■ PROBLEMI DA RISOLVERE:
1/ Nel brano sul medico rientrato da Gaza, per quanti mesi Raul Incertis ha lavorato all'ospedale Nasser?
2/ Riprendi il brano sul medico rientrato da Gaza dal punto in cui si ferma.

--- BRANO DELL'ESERCIZIO ---

“La situazione è così devastante e dolorosa, sono necessarie così tante mani, che non potevo lasciare. Era come un 11 marzo tutti i giorni”.
E’ la testimonianza di Raul Incertis, medico anestesista valenziano rientrato in Spagna dopo 4 mesi di lavoro a Gaza, nell’ospedale Nasser, uno dei pochi ancora attivi sulla Striscia, bersaglio di continui attacchi. In un’intervista a radio Cadena Ser, il medico volontario ha paragonato l’orrore della guerra in Medio Oriente a una quotidiana strage come quella islamista che l’11 marzo 2004 insanguinò Madrid.

--- DATI ---

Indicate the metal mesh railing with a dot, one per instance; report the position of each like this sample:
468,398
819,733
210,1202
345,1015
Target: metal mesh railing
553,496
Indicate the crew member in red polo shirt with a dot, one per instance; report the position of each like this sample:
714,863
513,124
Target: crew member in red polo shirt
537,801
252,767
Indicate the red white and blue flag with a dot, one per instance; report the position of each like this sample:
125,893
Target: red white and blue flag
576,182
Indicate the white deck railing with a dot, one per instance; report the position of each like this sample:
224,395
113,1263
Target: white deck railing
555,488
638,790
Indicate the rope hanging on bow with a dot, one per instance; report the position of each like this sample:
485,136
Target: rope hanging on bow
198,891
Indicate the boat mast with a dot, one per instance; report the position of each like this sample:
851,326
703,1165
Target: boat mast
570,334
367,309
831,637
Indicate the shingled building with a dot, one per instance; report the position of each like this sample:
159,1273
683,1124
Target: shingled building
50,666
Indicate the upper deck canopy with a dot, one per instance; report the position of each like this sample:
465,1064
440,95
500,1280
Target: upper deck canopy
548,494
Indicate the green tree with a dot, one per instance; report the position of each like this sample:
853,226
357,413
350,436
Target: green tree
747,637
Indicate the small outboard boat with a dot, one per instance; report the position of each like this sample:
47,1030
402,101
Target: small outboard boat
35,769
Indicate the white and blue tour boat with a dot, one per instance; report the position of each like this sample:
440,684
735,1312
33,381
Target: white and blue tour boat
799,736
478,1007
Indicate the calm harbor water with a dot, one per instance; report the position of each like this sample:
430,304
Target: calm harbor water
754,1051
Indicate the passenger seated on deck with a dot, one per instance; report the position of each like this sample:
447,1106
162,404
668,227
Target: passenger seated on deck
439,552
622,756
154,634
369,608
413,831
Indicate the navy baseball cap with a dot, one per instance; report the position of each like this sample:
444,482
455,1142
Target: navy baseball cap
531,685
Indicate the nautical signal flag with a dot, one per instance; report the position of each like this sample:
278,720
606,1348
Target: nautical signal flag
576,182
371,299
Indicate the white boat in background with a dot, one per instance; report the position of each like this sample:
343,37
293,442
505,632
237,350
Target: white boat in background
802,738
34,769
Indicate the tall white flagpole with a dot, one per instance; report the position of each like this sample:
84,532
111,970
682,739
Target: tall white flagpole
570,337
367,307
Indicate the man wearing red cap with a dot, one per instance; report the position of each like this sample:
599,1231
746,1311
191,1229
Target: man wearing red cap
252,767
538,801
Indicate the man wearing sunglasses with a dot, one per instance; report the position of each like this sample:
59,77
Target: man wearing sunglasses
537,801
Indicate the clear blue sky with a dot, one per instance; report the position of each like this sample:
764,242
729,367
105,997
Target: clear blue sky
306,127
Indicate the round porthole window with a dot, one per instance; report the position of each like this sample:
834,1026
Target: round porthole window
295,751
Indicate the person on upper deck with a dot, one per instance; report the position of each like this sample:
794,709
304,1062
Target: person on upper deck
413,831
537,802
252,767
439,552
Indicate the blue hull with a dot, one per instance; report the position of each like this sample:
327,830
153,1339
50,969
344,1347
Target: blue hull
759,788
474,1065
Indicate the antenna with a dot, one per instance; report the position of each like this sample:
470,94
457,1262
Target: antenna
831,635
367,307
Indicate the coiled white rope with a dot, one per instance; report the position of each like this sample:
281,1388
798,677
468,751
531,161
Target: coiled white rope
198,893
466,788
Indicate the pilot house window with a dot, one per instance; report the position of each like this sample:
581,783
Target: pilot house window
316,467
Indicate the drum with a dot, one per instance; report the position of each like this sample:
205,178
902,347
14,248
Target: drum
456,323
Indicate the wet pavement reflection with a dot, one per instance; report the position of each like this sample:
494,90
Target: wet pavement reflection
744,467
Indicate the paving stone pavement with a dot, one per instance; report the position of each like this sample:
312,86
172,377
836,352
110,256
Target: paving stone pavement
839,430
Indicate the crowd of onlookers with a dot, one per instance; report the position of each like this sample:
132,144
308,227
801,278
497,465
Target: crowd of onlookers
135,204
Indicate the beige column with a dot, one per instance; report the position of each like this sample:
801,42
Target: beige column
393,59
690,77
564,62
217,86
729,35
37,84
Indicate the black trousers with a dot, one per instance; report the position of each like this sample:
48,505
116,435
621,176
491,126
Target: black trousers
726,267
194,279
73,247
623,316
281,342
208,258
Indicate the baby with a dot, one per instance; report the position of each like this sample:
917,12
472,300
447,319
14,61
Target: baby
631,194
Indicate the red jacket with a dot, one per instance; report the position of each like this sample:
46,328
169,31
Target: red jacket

---

■ RISPOSTE NUMERATE:
1/ Per 4 mesi.

2/
“Ricevevamo bambini con il corpo dilaniato, con varie parti del corpo straziate da bombe e raffiche di mitra. Dai neonati di un mese a ragazzi di 15 o 16 anni”, ha raccontato l’anestesista, descrivendo la crudeltà degli attacchi. Durante la sua permanenza all’ospedale Nasser, la struttura è stata bersaglio di “due bombardamenti, attacchi di una milizia al soldo di Israele con spari di mitragliatrici e granate, l’ultimo 10 giorni fa”. “L’esercito israeliano era a 300-400 metri e i cecchini sparavano contro l’ospedale. Hanno ucciso un uomo e ferito gravemente un altro”, ha ricordato.
Il medico ha descritto le conseguenze del blocco degli aiuti alla frontiera della Striscia. “A partire dal terzo mese le forniture hanno cominciato a scarseggiare in maniera drammatica”, mentre i pazienti erano assistiti a terra e, nel caso dei bambini, anche tre in un solo letto. “Avevamo solo anti infiammatori per i dolori post-operatori ed è finito il fentanyl, per cui abbiamo fatto gli interventi con pochissima morfina e riutilizzando le siringhe”.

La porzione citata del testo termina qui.